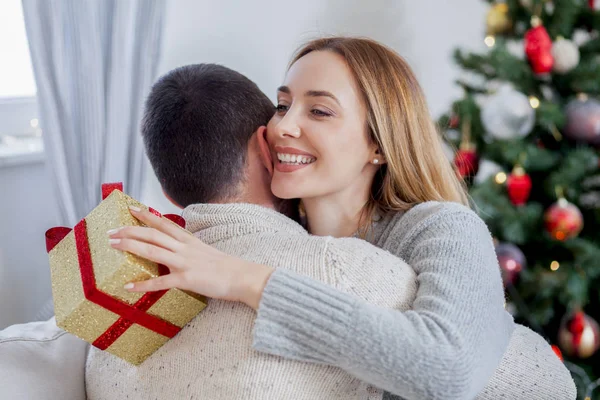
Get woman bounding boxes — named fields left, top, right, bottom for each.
left=115, top=38, right=514, bottom=398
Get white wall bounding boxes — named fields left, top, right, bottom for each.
left=0, top=157, right=58, bottom=329
left=144, top=0, right=487, bottom=210
left=0, top=0, right=486, bottom=329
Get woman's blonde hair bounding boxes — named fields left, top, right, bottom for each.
left=290, top=37, right=468, bottom=225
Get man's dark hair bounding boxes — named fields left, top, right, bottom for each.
left=142, top=64, right=275, bottom=207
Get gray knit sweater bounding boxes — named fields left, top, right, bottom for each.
left=86, top=204, right=417, bottom=400
left=254, top=202, right=576, bottom=400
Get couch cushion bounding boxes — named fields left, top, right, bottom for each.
left=0, top=318, right=88, bottom=400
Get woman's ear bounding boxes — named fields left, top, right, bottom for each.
left=370, top=147, right=386, bottom=165
left=256, top=126, right=273, bottom=176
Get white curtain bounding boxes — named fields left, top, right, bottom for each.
left=23, top=0, right=165, bottom=226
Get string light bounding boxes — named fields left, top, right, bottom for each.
left=494, top=172, right=506, bottom=185
left=529, top=96, right=540, bottom=108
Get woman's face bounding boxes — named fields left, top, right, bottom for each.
left=267, top=51, right=375, bottom=201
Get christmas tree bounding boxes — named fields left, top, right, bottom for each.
left=439, top=0, right=600, bottom=399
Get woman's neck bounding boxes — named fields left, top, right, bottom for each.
left=302, top=184, right=369, bottom=237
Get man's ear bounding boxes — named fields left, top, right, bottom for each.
left=162, top=189, right=185, bottom=210
left=256, top=126, right=273, bottom=176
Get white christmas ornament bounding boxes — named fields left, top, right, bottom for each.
left=481, top=86, right=535, bottom=140
left=552, top=38, right=579, bottom=74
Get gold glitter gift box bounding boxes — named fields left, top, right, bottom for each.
left=46, top=184, right=206, bottom=365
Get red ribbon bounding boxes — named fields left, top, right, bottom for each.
left=102, top=182, right=123, bottom=200
left=46, top=184, right=185, bottom=350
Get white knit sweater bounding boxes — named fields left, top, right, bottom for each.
left=86, top=204, right=417, bottom=400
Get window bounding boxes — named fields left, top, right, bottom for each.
left=0, top=0, right=43, bottom=165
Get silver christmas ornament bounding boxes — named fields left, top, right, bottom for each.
left=481, top=86, right=535, bottom=140
left=552, top=38, right=579, bottom=74
left=563, top=95, right=600, bottom=146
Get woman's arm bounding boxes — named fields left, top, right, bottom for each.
left=254, top=207, right=514, bottom=399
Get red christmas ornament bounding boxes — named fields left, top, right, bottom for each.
left=552, top=344, right=564, bottom=361
left=449, top=114, right=460, bottom=129
left=558, top=311, right=600, bottom=358
left=454, top=143, right=479, bottom=179
left=506, top=166, right=531, bottom=206
left=495, top=243, right=527, bottom=286
left=544, top=197, right=583, bottom=241
left=524, top=18, right=554, bottom=74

■ ■ ■ ■ ■

Goal:
Please update the listing above by replacing "named fields" with "labeled fields" everywhere it appears and keeping everything else the same. Leave the pictures out of your answer.

Completed task:
Get woman bounding boxes — labeled fields left, top, right, bottom for each.
left=115, top=38, right=514, bottom=398
Get white wall bounding boxes — labeled fields left, top, right, bottom for each.
left=0, top=157, right=58, bottom=329
left=144, top=0, right=487, bottom=210
left=0, top=0, right=486, bottom=329
Get woman's blonde hair bounding boxes — labeled fields left, top, right, bottom for each.
left=290, top=37, right=468, bottom=225
Get man's dark hair bounding boxes — labeled fields left, top, right, bottom for each.
left=142, top=64, right=275, bottom=207
Get gray knit sweater bounding boxes — labeled fields left, top, right, bottom for each.
left=86, top=204, right=417, bottom=400
left=254, top=202, right=576, bottom=400
Get couch cushion bounding boxes — labeled fields left, top, right, bottom for each.
left=0, top=318, right=88, bottom=400
Get woman's ear bounding boxes — labeled fields left, top, right, bottom for each.
left=370, top=147, right=386, bottom=165
left=256, top=126, right=273, bottom=176
Get white curtain bounding boxes — labeled fields left, top, right, bottom for each.
left=23, top=0, right=165, bottom=226
Get string light bounding boxes — labeled fields left, top, right, bottom for each.
left=494, top=172, right=506, bottom=185
left=529, top=96, right=540, bottom=108
Get woman's face bounding boxes — labeled fields left, top, right, bottom for each.
left=267, top=51, right=375, bottom=201
Get christmas tree bounding boxes — labeled fields left, top, right, bottom for each.
left=439, top=0, right=600, bottom=399
Get woman's neck bounding boxes — labeled fields left, top, right, bottom for each.
left=302, top=184, right=369, bottom=237
Get man's ear bounding boxes — labeled fields left, top, right, bottom for each.
left=162, top=189, right=185, bottom=210
left=256, top=126, right=273, bottom=176
Get white christmas ornament bounding boxes — labeled fields left, top, right, bottom for each.
left=481, top=86, right=535, bottom=140
left=552, top=38, right=579, bottom=74
Get gold glitter gift box bounding boxes — labeled fields left, top, right, bottom for each.
left=46, top=184, right=206, bottom=365
Get red ribbon bounding boxes — labeled fields left, top, right, bottom for each.
left=102, top=182, right=123, bottom=200
left=46, top=184, right=185, bottom=350
Get white knit sweater bounding boxes — labeled fields left, top, right, bottom for each.
left=86, top=204, right=417, bottom=400
Get window bounding boxes — labeled fields left, top, right, bottom for each.
left=0, top=0, right=43, bottom=165
Get silver christmas ornament bounding boxes — labeled fields left, top, right, bottom for each.
left=481, top=86, right=535, bottom=140
left=552, top=38, right=579, bottom=74
left=563, top=95, right=600, bottom=146
Get woman's arm bounding boxes — labeled fields left, top, right, bottom for each.
left=254, top=207, right=514, bottom=399
Get red christmas ornament bounding boxes — labeled fields left, top, right, bottom for each.
left=552, top=344, right=564, bottom=361
left=449, top=114, right=460, bottom=129
left=558, top=311, right=600, bottom=358
left=454, top=143, right=479, bottom=179
left=506, top=166, right=531, bottom=206
left=495, top=243, right=527, bottom=286
left=544, top=197, right=583, bottom=241
left=524, top=18, right=554, bottom=74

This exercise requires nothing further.